'''
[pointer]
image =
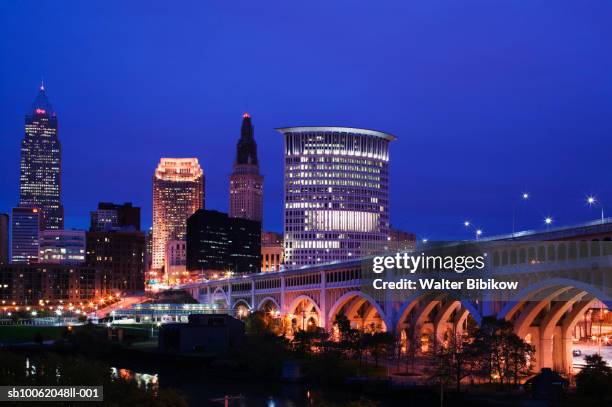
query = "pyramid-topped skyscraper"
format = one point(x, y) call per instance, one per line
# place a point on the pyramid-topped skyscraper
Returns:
point(246, 184)
point(41, 163)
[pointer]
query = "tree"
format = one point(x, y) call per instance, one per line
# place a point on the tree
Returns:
point(258, 323)
point(500, 353)
point(520, 358)
point(453, 362)
point(595, 378)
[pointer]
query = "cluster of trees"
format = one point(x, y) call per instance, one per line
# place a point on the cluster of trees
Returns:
point(595, 379)
point(493, 352)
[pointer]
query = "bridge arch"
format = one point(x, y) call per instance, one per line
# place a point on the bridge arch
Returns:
point(268, 302)
point(304, 312)
point(219, 297)
point(376, 315)
point(546, 313)
point(538, 287)
point(241, 308)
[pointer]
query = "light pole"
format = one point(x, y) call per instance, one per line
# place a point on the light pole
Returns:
point(524, 197)
point(477, 231)
point(548, 221)
point(591, 200)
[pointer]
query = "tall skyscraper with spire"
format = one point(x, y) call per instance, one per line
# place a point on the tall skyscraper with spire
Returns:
point(41, 164)
point(246, 184)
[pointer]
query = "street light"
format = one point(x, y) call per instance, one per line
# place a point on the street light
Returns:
point(477, 231)
point(591, 200)
point(524, 197)
point(548, 221)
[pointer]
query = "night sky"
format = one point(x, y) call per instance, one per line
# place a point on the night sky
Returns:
point(487, 98)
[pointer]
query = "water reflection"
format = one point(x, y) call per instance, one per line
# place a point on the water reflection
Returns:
point(144, 381)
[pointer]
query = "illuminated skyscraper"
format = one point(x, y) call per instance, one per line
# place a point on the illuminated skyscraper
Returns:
point(246, 185)
point(336, 193)
point(4, 238)
point(41, 164)
point(25, 235)
point(178, 191)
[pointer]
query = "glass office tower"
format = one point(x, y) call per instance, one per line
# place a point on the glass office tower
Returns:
point(336, 193)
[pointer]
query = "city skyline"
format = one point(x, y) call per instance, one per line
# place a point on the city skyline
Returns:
point(532, 122)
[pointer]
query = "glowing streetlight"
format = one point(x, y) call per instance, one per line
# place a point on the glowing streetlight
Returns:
point(548, 221)
point(524, 197)
point(591, 200)
point(477, 231)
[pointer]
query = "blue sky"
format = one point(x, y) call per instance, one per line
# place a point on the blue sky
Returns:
point(487, 98)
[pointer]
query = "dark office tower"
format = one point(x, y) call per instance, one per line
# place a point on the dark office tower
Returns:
point(4, 238)
point(111, 216)
point(218, 242)
point(25, 235)
point(41, 164)
point(246, 185)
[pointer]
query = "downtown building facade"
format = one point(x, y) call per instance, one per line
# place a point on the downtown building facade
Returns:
point(62, 247)
point(246, 183)
point(4, 238)
point(219, 243)
point(272, 252)
point(116, 248)
point(41, 164)
point(118, 257)
point(25, 235)
point(336, 194)
point(111, 216)
point(178, 192)
point(29, 284)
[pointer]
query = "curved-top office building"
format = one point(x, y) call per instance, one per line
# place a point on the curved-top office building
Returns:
point(336, 193)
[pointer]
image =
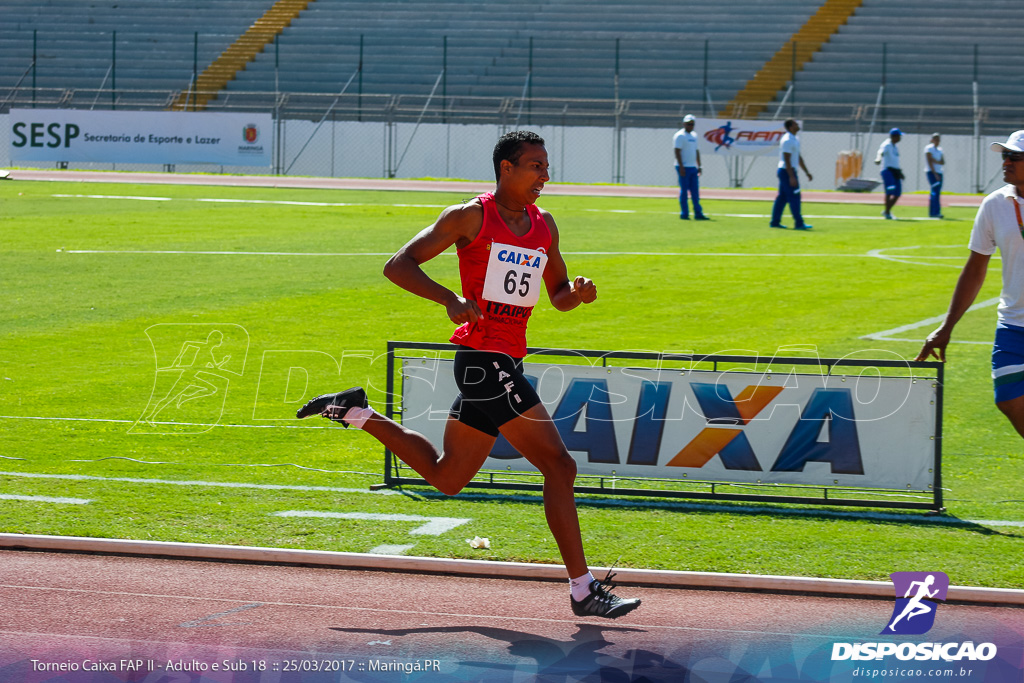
'''
**Your goal**
Copy out all of the entries above word for word, leaving out the pictures.

**Task result**
[pointer]
image =
query = "pyramid-topped skyscraper"
format = one point(x, y) call per instance, one per line
# place a point on the pyramid-topped skyscraper
Returns:
point(246, 184)
point(41, 163)
[pointer]
query = "tree"
format = one point(x, y) call per instance, one per line
# place a point on the tree
Returns:
point(258, 323)
point(500, 353)
point(520, 358)
point(453, 362)
point(595, 378)
[pointer]
query = "cluster of trees"
format = one point(x, y) call per instance, one per line
# place a point on the cluster of trees
Returns:
point(595, 379)
point(493, 352)
[pointer]
query = "bridge arch"
format = one point(x, y) call per instance, one per line
# place a point on the bridge arch
Returns:
point(268, 302)
point(304, 312)
point(219, 297)
point(376, 315)
point(546, 313)
point(538, 287)
point(241, 308)
[pointer]
query = "light pole"
format = one point(x, y) call per instance, one per line
# place a point on the light pole
Returns:
point(524, 197)
point(477, 231)
point(548, 221)
point(591, 200)
[pointer]
query = "tall skyscraper with spire"
format = one point(x, y) call per instance, one per line
# place a point on the tall skyscraper with spire
Returns:
point(41, 164)
point(246, 184)
[pointer]
query = "street light"
format = one point(x, y) call per instance, one per line
# place a point on the street light
Returns:
point(477, 231)
point(591, 200)
point(524, 197)
point(548, 221)
[pointer]
query = "night sky"
format = one point(x, y) call per instance, one per line
# place a point on the night sky
Returns:
point(487, 98)
[pointer]
query = "water reflection"
format = one point(x, y) call per instance, one per line
# place a point on the water reflection
Returns:
point(144, 381)
[pointer]
query = "illuminated skyscraper"
format = one point(x, y) call per instance, one per line
# place a point on the illuminated skyscraper
Returns:
point(246, 185)
point(336, 193)
point(4, 238)
point(41, 164)
point(25, 235)
point(178, 191)
[pointer]
query = "glass office tower"
format = one point(x, y) call per instance, one per line
# place a point on the glass office tower
Returns:
point(336, 193)
[pointer]
query = "city skyline"
format = one point(x, y) call per instance, one per line
# place a point on the city skyline
Returns:
point(532, 122)
[pointer]
query = "glowing streetlight"
format = one point(x, y) call per instance, one per line
# place a point on the glowing streetlight
Returns:
point(548, 221)
point(524, 197)
point(591, 200)
point(477, 231)
[pointer]
query = "blue sky"
format = one point(x, y) call per instance, one per line
# place a point on the blue sky
Returns:
point(487, 98)
[pointer]
query = "dark office tower"
format = one point(x, y) call per instance, one per line
# place a point on the dark office tower
Returns:
point(4, 238)
point(111, 216)
point(218, 242)
point(25, 235)
point(41, 164)
point(246, 185)
[pointer]
query = "downtown building facade"
format = one point(x, y) call per instance, one per line
# place a point on the downtown building facade
Returns:
point(62, 247)
point(246, 183)
point(4, 238)
point(219, 243)
point(272, 252)
point(116, 248)
point(41, 164)
point(118, 257)
point(25, 235)
point(336, 194)
point(111, 216)
point(178, 192)
point(29, 284)
[pointer]
query = "curved-top office building"
format = one point(x, y) call per instance, one per line
# place a point on the curved-top office building
Returns:
point(336, 193)
[pointer]
image =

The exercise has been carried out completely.